Written request –
Please show each line of the data below that contains the word "trunk".
___ Exercise materials
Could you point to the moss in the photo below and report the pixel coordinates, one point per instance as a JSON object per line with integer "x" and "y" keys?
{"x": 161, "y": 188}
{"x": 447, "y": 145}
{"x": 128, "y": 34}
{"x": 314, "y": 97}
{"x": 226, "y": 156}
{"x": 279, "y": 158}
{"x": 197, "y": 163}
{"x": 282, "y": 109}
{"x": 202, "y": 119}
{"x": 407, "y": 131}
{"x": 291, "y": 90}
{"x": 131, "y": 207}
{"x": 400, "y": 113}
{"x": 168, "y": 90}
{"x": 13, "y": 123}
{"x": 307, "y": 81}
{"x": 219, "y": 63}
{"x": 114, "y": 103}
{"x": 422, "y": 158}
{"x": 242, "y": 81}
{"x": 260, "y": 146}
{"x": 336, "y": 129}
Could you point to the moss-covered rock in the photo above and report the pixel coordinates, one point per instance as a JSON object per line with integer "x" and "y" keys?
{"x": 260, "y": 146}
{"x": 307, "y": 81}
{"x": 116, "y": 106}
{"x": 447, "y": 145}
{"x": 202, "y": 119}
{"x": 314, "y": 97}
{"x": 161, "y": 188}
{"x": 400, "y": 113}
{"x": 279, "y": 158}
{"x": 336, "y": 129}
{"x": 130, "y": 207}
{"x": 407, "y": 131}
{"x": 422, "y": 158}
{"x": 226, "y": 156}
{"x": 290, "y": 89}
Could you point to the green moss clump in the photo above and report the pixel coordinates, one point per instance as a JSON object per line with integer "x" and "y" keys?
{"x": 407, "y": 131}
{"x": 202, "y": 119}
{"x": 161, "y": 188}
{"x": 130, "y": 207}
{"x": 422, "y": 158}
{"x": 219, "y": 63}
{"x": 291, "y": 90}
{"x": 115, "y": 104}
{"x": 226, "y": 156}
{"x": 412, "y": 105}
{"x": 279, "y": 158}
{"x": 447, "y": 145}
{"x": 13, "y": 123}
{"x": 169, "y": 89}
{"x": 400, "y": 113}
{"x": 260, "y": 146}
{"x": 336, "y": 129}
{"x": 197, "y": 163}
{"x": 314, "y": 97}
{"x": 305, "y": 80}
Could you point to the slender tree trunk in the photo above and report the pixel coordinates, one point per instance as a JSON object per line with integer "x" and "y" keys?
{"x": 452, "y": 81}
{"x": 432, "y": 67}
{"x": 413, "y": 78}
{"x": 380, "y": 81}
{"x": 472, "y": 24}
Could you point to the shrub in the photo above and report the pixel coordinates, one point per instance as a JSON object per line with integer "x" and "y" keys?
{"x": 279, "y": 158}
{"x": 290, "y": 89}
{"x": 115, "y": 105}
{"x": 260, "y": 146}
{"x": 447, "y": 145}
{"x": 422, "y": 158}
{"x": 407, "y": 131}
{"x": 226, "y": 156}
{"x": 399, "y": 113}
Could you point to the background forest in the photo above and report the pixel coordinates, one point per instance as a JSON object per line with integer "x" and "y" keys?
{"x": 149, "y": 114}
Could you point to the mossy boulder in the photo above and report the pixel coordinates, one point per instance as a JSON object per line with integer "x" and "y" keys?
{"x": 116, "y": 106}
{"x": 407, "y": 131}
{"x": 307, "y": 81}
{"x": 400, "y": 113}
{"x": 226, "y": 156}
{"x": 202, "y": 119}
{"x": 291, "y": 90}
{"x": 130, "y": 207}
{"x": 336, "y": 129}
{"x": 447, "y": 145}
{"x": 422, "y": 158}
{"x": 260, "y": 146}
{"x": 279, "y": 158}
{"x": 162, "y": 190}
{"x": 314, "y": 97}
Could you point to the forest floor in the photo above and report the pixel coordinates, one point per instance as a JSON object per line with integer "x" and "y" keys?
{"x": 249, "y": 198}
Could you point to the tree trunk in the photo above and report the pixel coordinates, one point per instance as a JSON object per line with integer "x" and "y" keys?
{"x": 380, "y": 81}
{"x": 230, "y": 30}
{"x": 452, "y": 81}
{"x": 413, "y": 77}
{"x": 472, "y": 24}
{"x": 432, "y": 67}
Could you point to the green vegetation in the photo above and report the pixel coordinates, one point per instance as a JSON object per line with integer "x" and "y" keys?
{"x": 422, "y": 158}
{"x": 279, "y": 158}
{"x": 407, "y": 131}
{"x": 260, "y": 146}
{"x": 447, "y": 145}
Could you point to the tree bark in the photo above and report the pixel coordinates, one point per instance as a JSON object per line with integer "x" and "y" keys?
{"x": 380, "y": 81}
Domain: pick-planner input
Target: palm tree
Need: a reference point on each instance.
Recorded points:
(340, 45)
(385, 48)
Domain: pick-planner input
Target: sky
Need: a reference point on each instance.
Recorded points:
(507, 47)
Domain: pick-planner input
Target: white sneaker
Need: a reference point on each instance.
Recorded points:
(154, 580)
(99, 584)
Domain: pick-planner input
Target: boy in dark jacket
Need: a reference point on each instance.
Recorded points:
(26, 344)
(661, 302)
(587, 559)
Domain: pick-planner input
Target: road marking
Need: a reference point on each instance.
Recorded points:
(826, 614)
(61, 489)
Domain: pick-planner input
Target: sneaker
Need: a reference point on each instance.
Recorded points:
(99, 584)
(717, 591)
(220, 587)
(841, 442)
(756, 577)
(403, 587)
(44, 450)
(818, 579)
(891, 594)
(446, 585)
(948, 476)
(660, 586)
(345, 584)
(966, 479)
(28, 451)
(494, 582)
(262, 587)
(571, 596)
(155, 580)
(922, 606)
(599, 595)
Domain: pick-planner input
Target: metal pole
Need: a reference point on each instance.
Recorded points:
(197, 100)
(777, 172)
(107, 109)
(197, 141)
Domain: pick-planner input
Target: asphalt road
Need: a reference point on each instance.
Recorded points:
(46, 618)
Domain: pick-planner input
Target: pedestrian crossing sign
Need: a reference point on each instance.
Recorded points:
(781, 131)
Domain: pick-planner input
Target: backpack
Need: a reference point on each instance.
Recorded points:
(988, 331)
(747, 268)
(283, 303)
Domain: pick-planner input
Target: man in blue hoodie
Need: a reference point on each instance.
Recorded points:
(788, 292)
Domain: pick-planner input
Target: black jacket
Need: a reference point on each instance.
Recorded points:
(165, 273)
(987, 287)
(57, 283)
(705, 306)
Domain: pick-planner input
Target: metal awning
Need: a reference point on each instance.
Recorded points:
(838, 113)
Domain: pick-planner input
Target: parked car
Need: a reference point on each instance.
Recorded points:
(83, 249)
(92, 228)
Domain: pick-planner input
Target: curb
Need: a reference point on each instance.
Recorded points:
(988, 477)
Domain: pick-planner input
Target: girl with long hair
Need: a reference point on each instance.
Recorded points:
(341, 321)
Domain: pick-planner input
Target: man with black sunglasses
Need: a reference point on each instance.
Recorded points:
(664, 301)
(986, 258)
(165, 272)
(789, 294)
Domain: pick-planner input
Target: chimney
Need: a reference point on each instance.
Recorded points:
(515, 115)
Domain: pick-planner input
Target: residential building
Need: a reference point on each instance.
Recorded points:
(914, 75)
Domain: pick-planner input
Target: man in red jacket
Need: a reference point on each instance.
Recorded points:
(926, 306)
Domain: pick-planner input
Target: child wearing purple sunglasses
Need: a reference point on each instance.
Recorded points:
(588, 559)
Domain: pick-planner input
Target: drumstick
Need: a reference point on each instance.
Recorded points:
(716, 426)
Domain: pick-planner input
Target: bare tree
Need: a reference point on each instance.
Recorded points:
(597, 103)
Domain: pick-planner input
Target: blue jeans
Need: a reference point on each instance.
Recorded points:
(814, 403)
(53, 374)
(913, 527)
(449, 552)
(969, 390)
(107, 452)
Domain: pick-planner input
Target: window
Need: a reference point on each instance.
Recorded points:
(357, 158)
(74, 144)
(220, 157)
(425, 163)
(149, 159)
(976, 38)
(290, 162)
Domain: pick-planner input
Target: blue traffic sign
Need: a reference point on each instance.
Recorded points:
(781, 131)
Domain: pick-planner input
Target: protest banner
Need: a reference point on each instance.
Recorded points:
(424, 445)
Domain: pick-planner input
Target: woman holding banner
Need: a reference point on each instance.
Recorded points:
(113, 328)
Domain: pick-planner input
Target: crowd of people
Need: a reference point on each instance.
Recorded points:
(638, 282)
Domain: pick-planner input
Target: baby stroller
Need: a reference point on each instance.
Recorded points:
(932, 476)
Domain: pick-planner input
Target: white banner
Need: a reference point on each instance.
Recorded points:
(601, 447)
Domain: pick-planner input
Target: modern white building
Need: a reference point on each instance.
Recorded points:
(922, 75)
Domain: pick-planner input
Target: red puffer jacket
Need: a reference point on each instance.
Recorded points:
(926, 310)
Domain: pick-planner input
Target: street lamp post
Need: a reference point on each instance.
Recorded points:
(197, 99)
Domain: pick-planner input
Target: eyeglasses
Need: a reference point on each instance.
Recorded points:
______
Reply to the task –
Could you point to the slender tree trunk in the photo above and report the pixel coordinates, one point per instance as a JSON object per line with integer "x" and "y" keys?
Could you point to the tree trunk in the photo above and report the pixel coordinates, one point per instance as a JSON object per line with integer "x" and "y" keys?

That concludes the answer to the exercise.